--- Passage provided ---

New Scrutiny Focused on Independent Contractors
Kegler Brown E-mployment Alert August 10, 2010
We all know the federal and state governments need money. Where to find it? A number of states and the federal government have recently recognized that immense payroll tax receipts are lost by misclassification of workers as “independent contractors.” Even a decade ago, the Labor Department estimated that 10 30% of employers misclassified workers as independent contractors. In 2006, the Government Accounting Office estimated that worker misclassification resulted in an underpayment of $2.72 billion in Social Security taxes, unemployment insurance and income taxes, per year. As a result, the IRS and at least thirty-seven states are cracking down on independent contractor misclassification. President Obama’s job creation budget for 2011 contains significant programs that target the misclassification of independent contractors, including a joint proposal for the Departments of Labor and Treasury to eliminate incentives for misclassification, and to add $25 million to target misclassification with 100 additional enforcement personnel.
In Ohio, the Attorney General characterized the misclassification of independent contractors as a “black market” to defeat government regulation and taxation. He estimated that the lost revenues to State workers’ compensation, unemployment compensation and income tax revenues are up to $800 million per year. Ohio has accordingly created a special task force to crack down on misclassifications.
Recent years have seen a surge in companies turning to “independent contractors” to perform work. The benefits of a contractor relationship are significant - since the worker is not an employee, no taxes or other withholdings need be made, no FICA/FUTA contributions need be made, no workers’ compensation or unemployment compensation contributions are required, overtime and hours of work are not an issue, and contractors usually cannot file discrimination or wrongful discharge claims. By designating workers as “independent contractors,” a business can generally save as much as 30% on payroll costs.

--- Listed entries ---

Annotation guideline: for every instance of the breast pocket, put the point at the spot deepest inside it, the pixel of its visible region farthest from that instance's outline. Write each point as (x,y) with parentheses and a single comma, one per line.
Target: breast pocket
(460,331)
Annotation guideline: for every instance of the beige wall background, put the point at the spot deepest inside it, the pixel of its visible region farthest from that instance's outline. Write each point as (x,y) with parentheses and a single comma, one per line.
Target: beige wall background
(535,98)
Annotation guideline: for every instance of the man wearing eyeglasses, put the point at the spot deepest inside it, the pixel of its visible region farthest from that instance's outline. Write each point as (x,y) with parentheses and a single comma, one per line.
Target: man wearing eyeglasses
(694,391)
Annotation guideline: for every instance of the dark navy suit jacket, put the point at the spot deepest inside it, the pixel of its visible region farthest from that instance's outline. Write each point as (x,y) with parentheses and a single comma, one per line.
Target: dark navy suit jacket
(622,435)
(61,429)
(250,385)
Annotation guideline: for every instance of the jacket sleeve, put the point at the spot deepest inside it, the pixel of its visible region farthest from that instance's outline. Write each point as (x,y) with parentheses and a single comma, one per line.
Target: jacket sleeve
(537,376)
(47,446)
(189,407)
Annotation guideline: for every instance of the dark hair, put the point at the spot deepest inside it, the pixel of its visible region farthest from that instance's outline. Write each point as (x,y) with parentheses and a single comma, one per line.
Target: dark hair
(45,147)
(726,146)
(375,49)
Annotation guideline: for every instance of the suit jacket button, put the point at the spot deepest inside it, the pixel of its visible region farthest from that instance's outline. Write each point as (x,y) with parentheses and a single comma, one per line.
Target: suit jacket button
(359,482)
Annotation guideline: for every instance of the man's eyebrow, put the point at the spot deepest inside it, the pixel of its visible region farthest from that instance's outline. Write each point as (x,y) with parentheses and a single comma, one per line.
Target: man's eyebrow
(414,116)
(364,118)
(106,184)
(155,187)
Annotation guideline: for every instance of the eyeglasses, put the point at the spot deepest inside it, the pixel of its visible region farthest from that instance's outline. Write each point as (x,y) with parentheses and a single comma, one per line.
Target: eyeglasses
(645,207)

---

Action item:
Please write out the passage of the independent contractor alert word for word, starting with "Recent years have" and going on through "on payroll costs.". This material comes from a separate source.

Reply to the task:
Recent years have seen a surge in companies turning to “independent contractors” to perform work. The benefits of a contractor relationship are significant - since the worker is not an employee, no taxes or other withholdings need be made, no FICA/FUTA contributions need be made, no workers’ compensation or unemployment compensation contributions are required, overtime and hours of work are not an issue, and contractors usually cannot file discrimination or wrongful discharge claims. By designating workers as “independent contractors,” a business can generally save as much as 30% on payroll costs.